• [Exercise prompt]
Pull out each line of the listing that contains the word "positive", and copy those lines with no changes.

• [Data for this task]
________________
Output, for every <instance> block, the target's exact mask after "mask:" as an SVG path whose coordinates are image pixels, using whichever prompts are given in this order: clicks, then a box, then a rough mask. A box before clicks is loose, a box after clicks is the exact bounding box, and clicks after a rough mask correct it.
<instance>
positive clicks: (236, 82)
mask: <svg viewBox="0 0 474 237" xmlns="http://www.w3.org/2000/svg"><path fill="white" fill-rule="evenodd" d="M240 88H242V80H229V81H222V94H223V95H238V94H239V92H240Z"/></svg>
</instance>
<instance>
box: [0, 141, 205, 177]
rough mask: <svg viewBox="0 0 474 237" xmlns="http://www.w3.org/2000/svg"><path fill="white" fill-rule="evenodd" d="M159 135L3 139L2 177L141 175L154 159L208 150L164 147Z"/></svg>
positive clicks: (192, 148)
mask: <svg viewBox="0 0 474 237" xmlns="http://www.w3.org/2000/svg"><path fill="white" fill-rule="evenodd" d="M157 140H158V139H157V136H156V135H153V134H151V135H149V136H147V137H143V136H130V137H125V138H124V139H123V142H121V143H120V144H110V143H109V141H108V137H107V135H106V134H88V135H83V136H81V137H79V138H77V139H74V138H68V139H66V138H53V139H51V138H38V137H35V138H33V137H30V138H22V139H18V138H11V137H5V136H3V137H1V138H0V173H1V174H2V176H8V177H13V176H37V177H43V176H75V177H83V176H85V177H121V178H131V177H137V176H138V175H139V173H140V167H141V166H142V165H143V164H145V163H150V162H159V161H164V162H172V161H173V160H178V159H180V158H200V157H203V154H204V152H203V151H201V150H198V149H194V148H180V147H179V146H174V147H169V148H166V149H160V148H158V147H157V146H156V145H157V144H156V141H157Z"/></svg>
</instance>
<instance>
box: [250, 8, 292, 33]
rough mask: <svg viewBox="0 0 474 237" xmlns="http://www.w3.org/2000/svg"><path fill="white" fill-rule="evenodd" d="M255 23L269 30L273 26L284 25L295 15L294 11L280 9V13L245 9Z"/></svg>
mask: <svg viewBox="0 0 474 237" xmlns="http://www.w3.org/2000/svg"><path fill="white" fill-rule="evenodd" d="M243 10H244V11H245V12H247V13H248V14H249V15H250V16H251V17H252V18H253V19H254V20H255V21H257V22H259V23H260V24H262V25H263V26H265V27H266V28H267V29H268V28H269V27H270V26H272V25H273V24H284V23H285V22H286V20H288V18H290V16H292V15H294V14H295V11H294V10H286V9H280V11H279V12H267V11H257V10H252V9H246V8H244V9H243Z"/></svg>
________________
• [Exercise solution]
positive clicks: (236, 82)
positive clicks: (192, 148)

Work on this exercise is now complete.